WHAT NEEDS TO BE DONE:
Include only the line with "213 L 60 260" and the lines after it, each reproduced exactly as it stands in the entries below.

MATERIAL SUPPLIED:

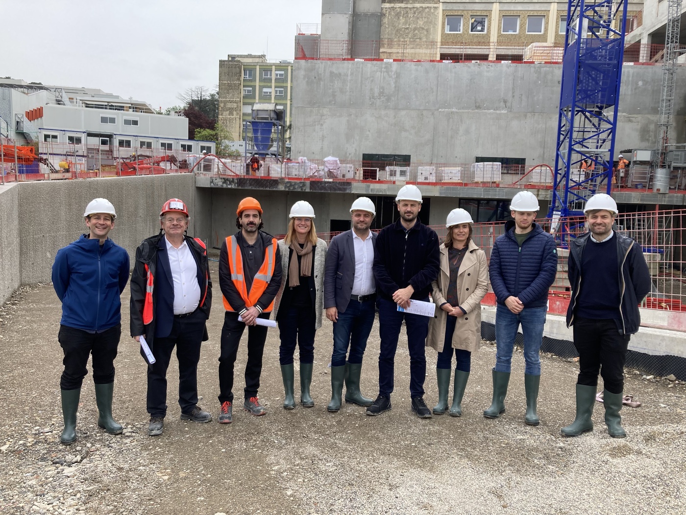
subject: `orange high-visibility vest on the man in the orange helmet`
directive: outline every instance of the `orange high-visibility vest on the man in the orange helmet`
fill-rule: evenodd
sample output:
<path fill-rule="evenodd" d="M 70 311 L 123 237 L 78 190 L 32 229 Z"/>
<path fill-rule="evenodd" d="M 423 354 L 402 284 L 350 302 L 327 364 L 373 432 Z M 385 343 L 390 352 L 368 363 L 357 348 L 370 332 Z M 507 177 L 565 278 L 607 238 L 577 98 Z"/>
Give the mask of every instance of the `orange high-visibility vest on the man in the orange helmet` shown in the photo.
<path fill-rule="evenodd" d="M 250 293 L 246 288 L 245 276 L 243 275 L 243 256 L 241 255 L 241 248 L 239 247 L 236 238 L 233 236 L 228 236 L 226 238 L 226 254 L 228 258 L 228 269 L 231 272 L 231 280 L 233 285 L 241 294 L 241 299 L 246 303 L 246 307 L 250 308 L 255 306 L 259 298 L 267 289 L 268 284 L 272 281 L 272 275 L 274 275 L 274 266 L 276 265 L 276 248 L 278 243 L 276 238 L 272 238 L 272 244 L 267 247 L 264 251 L 264 261 L 262 266 L 260 266 L 259 271 L 255 274 L 252 279 L 252 284 L 250 285 Z M 224 299 L 224 308 L 226 311 L 236 310 L 228 304 L 226 297 L 222 295 Z M 262 310 L 263 313 L 270 312 L 274 308 L 274 300 L 272 304 Z"/>

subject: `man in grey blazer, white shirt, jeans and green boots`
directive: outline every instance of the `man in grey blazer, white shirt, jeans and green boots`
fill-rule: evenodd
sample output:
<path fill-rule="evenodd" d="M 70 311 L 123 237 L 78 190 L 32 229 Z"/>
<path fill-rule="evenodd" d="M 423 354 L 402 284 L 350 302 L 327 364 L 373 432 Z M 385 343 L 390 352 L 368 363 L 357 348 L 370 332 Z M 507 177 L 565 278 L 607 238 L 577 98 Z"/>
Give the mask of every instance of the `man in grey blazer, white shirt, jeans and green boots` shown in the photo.
<path fill-rule="evenodd" d="M 353 202 L 350 212 L 353 229 L 331 240 L 324 271 L 324 308 L 333 322 L 331 402 L 327 406 L 331 412 L 340 410 L 344 382 L 346 402 L 365 407 L 372 404 L 372 399 L 359 391 L 359 376 L 377 299 L 372 271 L 377 234 L 369 230 L 376 209 L 362 196 Z"/>

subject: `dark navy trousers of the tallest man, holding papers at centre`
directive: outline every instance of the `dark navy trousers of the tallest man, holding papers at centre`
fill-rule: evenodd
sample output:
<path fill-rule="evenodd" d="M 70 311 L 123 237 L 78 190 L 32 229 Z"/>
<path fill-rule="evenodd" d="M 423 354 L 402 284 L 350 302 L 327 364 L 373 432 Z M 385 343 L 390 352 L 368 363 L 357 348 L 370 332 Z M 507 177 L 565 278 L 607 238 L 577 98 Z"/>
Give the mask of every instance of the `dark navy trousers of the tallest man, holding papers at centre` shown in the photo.
<path fill-rule="evenodd" d="M 423 300 L 428 301 L 429 298 Z M 424 380 L 427 374 L 424 345 L 429 334 L 429 317 L 403 313 L 397 308 L 398 305 L 394 301 L 379 299 L 379 395 L 390 397 L 393 391 L 395 352 L 404 319 L 407 349 L 410 351 L 410 395 L 421 397 L 424 395 Z"/>

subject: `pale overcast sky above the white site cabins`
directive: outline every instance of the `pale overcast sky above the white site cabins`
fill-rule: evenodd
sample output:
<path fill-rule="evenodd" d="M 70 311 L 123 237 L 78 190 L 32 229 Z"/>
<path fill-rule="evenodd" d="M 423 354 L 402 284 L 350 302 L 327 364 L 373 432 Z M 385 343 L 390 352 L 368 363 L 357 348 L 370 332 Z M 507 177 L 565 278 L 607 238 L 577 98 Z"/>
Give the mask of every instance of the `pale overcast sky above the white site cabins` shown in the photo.
<path fill-rule="evenodd" d="M 321 0 L 0 0 L 0 77 L 99 88 L 154 108 L 213 89 L 227 54 L 292 59 Z M 10 22 L 11 23 L 8 23 Z"/>

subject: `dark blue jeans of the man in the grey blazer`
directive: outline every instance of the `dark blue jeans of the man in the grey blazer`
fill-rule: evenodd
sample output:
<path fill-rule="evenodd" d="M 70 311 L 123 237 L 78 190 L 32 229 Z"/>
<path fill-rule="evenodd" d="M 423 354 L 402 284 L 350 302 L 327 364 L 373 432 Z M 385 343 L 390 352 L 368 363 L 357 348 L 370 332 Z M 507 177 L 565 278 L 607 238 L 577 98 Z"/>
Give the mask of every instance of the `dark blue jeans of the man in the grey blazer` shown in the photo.
<path fill-rule="evenodd" d="M 348 363 L 362 363 L 367 339 L 372 332 L 376 310 L 374 301 L 358 302 L 351 299 L 345 312 L 338 312 L 338 321 L 333 323 L 333 354 L 331 366 L 345 365 L 345 356 L 350 345 Z"/>

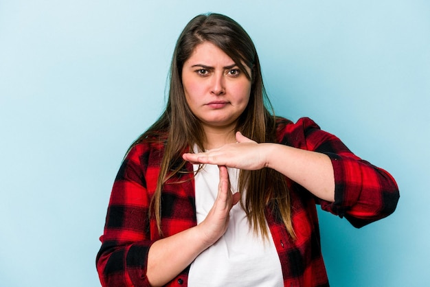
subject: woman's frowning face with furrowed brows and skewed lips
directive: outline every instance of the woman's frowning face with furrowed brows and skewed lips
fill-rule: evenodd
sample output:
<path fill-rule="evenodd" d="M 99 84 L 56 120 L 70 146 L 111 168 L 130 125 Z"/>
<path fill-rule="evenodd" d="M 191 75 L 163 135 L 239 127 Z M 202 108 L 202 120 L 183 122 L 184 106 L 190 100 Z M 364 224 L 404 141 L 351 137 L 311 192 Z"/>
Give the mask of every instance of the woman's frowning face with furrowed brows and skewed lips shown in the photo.
<path fill-rule="evenodd" d="M 251 81 L 244 71 L 210 42 L 197 45 L 185 61 L 182 84 L 188 106 L 205 129 L 233 129 L 251 92 Z"/>

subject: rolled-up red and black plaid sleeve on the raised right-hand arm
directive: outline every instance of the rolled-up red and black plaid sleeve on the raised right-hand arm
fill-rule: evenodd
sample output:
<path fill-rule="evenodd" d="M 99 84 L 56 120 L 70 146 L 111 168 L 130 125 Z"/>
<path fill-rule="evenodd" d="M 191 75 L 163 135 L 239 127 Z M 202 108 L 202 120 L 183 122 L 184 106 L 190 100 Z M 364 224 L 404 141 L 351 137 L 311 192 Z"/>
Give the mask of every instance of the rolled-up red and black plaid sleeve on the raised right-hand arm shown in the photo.
<path fill-rule="evenodd" d="M 398 186 L 387 171 L 360 159 L 342 141 L 321 130 L 312 119 L 286 125 L 291 146 L 330 157 L 335 175 L 335 202 L 316 198 L 321 208 L 347 218 L 354 227 L 385 218 L 396 209 Z"/>

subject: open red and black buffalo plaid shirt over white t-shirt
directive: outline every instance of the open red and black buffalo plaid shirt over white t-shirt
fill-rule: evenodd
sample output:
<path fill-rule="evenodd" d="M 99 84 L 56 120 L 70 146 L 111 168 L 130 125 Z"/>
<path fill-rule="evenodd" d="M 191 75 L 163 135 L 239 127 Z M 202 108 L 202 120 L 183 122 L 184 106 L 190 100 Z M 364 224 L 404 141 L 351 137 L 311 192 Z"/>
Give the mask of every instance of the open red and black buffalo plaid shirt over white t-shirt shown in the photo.
<path fill-rule="evenodd" d="M 278 141 L 327 154 L 332 160 L 334 203 L 315 198 L 304 187 L 291 183 L 295 240 L 288 236 L 276 212 L 266 211 L 280 257 L 284 286 L 328 286 L 315 204 L 332 214 L 344 216 L 354 227 L 362 227 L 396 209 L 398 187 L 385 170 L 359 159 L 337 137 L 321 130 L 311 119 L 302 118 L 296 124 L 280 119 Z M 97 256 L 102 286 L 150 286 L 146 278 L 148 250 L 160 237 L 155 220 L 148 219 L 148 207 L 155 192 L 163 148 L 161 143 L 139 143 L 128 153 L 117 174 Z M 186 168 L 192 171 L 190 163 Z M 164 237 L 196 225 L 192 173 L 182 176 L 181 183 L 163 186 L 161 229 Z M 170 181 L 178 182 L 178 179 Z M 185 268 L 167 286 L 187 286 L 188 270 Z"/>

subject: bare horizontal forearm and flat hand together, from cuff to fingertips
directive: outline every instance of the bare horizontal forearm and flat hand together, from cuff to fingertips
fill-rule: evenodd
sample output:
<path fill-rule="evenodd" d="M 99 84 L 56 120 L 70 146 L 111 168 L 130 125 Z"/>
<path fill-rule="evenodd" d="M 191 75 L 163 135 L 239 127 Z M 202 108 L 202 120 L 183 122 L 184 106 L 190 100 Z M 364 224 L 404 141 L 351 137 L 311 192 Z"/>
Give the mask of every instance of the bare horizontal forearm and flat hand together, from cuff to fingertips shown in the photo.
<path fill-rule="evenodd" d="M 256 143 L 239 132 L 236 141 L 207 152 L 186 153 L 182 157 L 191 163 L 225 165 L 240 170 L 272 168 L 315 196 L 335 201 L 335 175 L 326 154 L 279 143 Z"/>

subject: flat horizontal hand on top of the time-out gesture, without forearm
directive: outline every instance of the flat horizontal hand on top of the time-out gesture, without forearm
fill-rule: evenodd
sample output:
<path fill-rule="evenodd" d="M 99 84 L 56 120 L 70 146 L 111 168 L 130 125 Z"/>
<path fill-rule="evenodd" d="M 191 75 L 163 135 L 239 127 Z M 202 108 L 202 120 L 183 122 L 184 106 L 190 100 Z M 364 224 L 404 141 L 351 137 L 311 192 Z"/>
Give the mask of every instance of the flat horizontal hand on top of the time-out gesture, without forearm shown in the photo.
<path fill-rule="evenodd" d="M 240 170 L 260 170 L 267 167 L 267 145 L 256 143 L 240 132 L 236 133 L 237 143 L 229 143 L 220 148 L 199 153 L 185 153 L 182 158 L 193 164 L 225 165 Z"/>

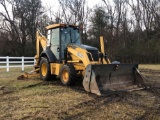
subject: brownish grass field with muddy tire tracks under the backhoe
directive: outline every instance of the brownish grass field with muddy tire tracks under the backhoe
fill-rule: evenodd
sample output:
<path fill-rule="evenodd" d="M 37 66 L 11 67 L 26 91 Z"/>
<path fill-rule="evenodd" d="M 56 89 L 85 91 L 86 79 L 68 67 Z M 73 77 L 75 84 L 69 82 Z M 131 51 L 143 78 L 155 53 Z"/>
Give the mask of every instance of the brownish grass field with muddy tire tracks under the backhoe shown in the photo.
<path fill-rule="evenodd" d="M 159 120 L 160 65 L 139 69 L 150 89 L 108 97 L 88 94 L 78 84 L 63 86 L 59 79 L 17 80 L 20 69 L 0 69 L 0 120 Z"/>

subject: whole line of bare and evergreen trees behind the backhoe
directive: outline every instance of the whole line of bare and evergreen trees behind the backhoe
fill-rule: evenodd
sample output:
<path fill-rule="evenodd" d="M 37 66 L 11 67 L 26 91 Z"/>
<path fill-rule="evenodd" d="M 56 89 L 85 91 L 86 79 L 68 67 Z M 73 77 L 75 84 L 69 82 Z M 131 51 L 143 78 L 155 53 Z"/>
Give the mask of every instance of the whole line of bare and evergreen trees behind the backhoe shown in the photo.
<path fill-rule="evenodd" d="M 1 0 L 0 56 L 34 56 L 36 30 L 67 23 L 79 26 L 84 44 L 99 48 L 103 35 L 112 61 L 160 63 L 159 0 L 101 0 L 94 8 L 87 0 L 58 1 L 53 11 L 41 0 Z"/>

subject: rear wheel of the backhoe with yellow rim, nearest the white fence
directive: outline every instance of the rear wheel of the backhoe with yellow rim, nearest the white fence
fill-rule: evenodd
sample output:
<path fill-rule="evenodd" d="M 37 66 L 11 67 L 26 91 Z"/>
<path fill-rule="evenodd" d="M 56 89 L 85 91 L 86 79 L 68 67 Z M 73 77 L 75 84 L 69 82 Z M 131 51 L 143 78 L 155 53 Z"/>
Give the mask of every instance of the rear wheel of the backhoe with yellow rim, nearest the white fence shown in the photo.
<path fill-rule="evenodd" d="M 42 80 L 51 80 L 50 63 L 47 58 L 42 57 L 40 61 L 40 78 Z"/>

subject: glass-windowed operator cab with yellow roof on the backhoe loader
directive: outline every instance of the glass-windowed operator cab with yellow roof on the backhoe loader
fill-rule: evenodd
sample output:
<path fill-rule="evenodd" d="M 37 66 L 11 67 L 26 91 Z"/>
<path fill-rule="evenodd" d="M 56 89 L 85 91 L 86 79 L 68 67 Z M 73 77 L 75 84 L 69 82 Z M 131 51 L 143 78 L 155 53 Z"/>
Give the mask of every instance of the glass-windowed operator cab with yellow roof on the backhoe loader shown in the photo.
<path fill-rule="evenodd" d="M 77 26 L 53 24 L 47 29 L 47 47 L 54 53 L 58 61 L 65 59 L 65 51 L 69 43 L 81 44 Z"/>

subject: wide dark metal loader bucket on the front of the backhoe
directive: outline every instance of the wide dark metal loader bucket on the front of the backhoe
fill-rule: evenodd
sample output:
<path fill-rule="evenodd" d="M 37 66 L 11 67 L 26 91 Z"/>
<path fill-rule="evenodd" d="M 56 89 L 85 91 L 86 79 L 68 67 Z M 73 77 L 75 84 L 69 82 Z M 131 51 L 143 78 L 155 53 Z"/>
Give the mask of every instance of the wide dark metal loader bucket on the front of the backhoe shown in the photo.
<path fill-rule="evenodd" d="M 83 79 L 84 89 L 97 95 L 141 89 L 144 84 L 138 64 L 88 65 Z"/>

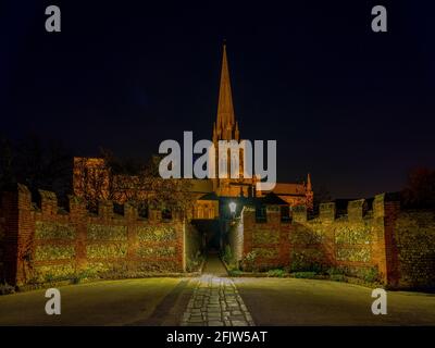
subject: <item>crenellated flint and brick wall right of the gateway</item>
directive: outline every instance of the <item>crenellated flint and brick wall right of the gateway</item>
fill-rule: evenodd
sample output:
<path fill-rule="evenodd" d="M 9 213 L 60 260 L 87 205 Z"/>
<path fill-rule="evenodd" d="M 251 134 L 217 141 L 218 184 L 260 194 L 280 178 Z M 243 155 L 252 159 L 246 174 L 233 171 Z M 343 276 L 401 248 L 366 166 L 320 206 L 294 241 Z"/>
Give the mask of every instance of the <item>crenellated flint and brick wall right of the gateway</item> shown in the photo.
<path fill-rule="evenodd" d="M 253 251 L 260 270 L 335 270 L 377 277 L 391 288 L 435 287 L 435 213 L 401 211 L 387 194 L 377 195 L 371 209 L 364 199 L 350 201 L 340 216 L 334 202 L 321 204 L 314 219 L 295 207 L 290 222 L 281 220 L 278 206 L 268 207 L 265 222 L 245 207 L 239 227 L 243 238 L 235 235 L 240 228 L 228 238 L 233 250 L 243 244 L 237 261 Z"/>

TASK OUTPUT:
<path fill-rule="evenodd" d="M 9 213 L 60 260 L 87 205 Z"/>
<path fill-rule="evenodd" d="M 251 134 L 217 141 L 218 184 L 260 194 L 280 178 Z M 243 155 L 252 159 L 246 174 L 233 171 Z M 343 276 L 401 248 L 366 166 L 320 206 L 294 241 Z"/>
Give the mask of every instance of the <item>crenellated flint and brick wall right of the gateway</item> shown in the photo.
<path fill-rule="evenodd" d="M 253 251 L 260 270 L 335 270 L 377 277 L 391 288 L 435 287 L 435 213 L 401 211 L 387 194 L 377 195 L 371 209 L 364 199 L 350 201 L 340 216 L 334 202 L 321 204 L 314 219 L 295 207 L 290 222 L 281 220 L 278 206 L 268 207 L 265 222 L 245 207 L 239 227 L 243 238 L 235 235 L 240 228 L 228 238 L 233 250 L 243 244 L 237 261 Z"/>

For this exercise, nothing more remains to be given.